- [TASK INSTRUCTIONS]: Determine how many lines in the material below contain the word "white", and give that number without comment.

- [PROVIDED DATA]:
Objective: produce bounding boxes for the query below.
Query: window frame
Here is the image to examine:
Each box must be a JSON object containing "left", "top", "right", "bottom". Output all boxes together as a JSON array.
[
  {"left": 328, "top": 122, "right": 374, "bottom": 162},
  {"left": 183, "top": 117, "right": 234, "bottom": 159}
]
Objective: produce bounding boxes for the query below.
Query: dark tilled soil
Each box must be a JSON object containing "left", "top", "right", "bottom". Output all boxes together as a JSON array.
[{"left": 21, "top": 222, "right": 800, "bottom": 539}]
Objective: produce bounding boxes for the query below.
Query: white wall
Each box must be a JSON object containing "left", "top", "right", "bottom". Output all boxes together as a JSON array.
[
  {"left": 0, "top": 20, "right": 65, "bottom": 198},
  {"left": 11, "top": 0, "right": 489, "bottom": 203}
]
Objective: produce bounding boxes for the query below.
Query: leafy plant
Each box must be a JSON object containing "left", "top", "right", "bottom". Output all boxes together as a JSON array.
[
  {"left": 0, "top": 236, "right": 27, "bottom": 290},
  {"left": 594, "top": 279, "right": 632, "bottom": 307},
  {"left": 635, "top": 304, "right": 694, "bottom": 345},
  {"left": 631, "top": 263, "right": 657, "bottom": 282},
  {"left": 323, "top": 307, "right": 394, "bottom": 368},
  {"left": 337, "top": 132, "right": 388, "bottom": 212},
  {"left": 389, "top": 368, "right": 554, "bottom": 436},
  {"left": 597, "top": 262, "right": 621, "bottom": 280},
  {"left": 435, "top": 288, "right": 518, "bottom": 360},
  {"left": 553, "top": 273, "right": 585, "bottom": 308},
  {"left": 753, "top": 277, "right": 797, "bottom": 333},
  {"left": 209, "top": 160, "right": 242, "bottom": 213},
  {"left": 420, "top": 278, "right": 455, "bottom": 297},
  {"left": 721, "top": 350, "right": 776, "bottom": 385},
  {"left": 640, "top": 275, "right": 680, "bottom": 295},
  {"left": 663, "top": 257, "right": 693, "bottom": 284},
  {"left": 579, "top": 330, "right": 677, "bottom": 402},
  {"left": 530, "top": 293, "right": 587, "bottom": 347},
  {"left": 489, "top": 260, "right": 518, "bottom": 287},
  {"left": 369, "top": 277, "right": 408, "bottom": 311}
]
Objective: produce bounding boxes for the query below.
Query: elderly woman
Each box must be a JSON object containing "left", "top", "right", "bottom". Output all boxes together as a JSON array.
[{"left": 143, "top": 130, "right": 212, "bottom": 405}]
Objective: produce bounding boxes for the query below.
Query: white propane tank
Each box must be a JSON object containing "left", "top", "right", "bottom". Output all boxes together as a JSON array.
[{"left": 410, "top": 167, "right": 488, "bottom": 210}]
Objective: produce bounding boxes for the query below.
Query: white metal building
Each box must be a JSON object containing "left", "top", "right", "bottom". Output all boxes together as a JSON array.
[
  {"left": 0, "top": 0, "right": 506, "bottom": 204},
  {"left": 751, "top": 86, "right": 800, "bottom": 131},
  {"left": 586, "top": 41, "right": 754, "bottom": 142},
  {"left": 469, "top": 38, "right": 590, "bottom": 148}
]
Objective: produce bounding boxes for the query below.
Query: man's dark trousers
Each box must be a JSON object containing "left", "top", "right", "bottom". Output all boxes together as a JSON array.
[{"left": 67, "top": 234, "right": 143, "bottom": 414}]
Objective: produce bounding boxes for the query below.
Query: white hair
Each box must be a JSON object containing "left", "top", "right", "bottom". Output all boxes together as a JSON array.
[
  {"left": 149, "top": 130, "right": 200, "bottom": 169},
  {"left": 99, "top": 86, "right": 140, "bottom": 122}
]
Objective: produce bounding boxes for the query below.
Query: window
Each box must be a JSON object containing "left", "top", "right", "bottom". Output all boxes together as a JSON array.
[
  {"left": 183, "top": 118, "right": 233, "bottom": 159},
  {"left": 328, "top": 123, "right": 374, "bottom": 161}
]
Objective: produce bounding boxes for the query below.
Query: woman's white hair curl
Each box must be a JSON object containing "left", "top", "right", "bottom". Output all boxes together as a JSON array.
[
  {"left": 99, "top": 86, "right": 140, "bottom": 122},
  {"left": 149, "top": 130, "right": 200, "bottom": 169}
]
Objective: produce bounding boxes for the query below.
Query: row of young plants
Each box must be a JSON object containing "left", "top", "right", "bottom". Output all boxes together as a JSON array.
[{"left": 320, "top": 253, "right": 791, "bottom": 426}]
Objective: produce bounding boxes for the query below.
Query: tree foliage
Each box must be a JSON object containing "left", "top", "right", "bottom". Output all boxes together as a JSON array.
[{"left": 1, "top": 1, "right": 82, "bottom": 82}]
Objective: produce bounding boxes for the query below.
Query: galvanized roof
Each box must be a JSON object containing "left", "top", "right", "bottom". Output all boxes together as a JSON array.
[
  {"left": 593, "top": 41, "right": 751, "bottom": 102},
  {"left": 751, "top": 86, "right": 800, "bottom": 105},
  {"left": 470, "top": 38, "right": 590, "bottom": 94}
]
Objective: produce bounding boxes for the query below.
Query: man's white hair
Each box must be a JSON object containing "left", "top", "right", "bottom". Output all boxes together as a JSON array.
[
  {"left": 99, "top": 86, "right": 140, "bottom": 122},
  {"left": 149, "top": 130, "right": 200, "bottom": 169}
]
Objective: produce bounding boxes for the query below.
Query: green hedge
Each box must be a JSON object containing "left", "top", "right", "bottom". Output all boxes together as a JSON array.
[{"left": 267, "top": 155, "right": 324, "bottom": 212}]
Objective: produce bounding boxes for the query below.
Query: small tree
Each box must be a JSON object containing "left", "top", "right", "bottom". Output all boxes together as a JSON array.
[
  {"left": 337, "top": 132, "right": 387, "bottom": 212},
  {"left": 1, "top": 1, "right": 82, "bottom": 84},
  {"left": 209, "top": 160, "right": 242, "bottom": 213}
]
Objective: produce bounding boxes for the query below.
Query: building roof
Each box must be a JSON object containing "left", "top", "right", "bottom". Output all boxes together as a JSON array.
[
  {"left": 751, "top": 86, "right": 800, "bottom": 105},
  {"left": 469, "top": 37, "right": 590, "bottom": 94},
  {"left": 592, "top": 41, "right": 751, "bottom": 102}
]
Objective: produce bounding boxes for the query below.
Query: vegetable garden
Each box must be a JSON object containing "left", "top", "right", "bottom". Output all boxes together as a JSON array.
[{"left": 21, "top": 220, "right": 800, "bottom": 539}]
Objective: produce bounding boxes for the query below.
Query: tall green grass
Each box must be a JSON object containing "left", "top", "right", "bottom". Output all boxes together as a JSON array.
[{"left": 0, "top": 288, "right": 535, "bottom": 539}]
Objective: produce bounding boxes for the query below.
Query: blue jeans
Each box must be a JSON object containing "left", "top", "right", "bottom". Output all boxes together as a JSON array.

- [ANSWER SECTION]: 6